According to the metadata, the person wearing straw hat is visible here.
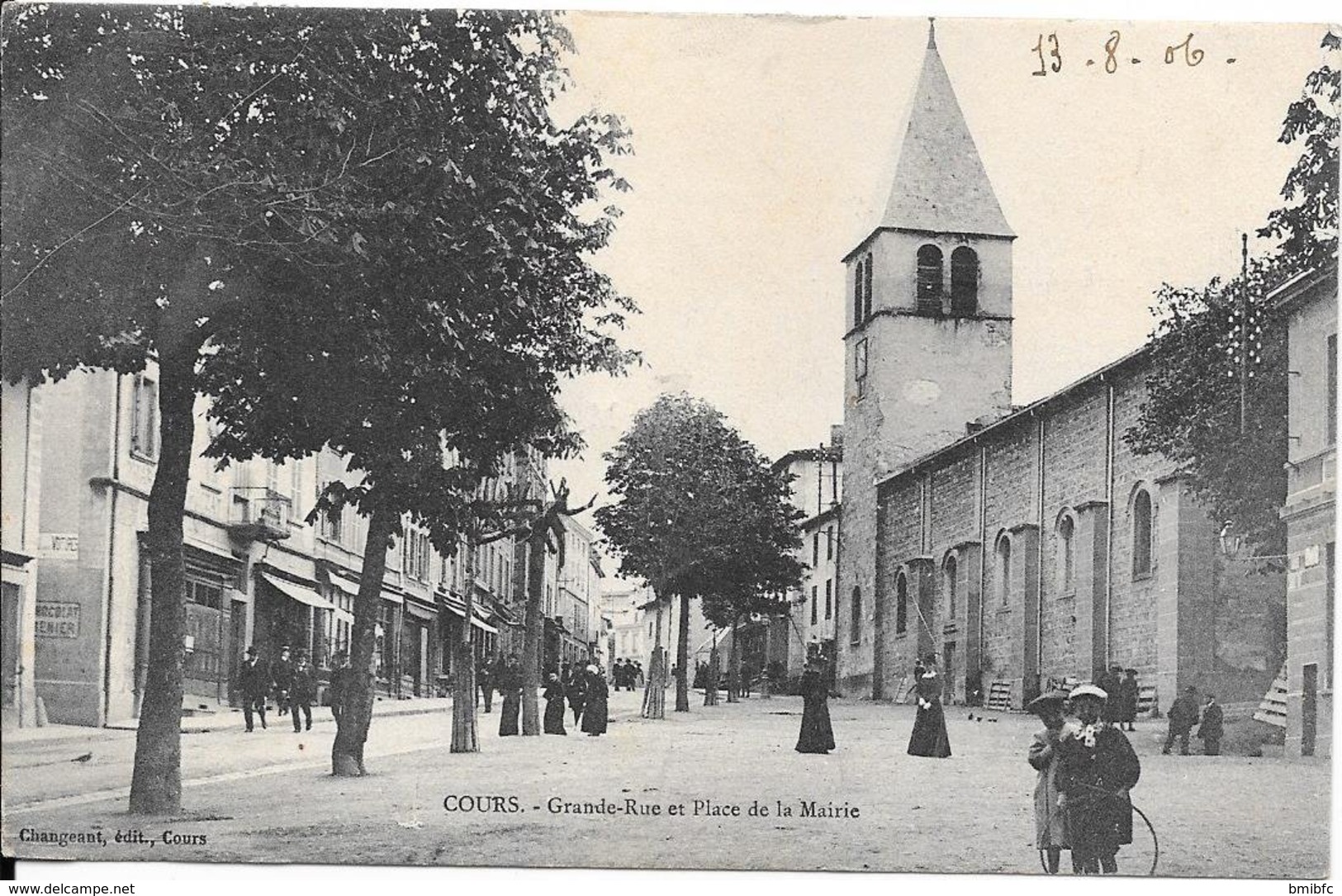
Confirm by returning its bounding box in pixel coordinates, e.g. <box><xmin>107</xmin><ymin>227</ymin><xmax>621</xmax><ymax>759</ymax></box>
<box><xmin>1058</xmin><ymin>684</ymin><xmax>1142</xmax><ymax>875</ymax></box>
<box><xmin>1026</xmin><ymin>690</ymin><xmax>1071</xmax><ymax>875</ymax></box>
<box><xmin>238</xmin><ymin>647</ymin><xmax>271</xmax><ymax>731</ymax></box>
<box><xmin>908</xmin><ymin>655</ymin><xmax>951</xmax><ymax>759</ymax></box>
<box><xmin>797</xmin><ymin>655</ymin><xmax>835</xmax><ymax>755</ymax></box>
────
Direction
How many lines of the data above contain the word "coordinates"? Reply with the number alone.

Final result
1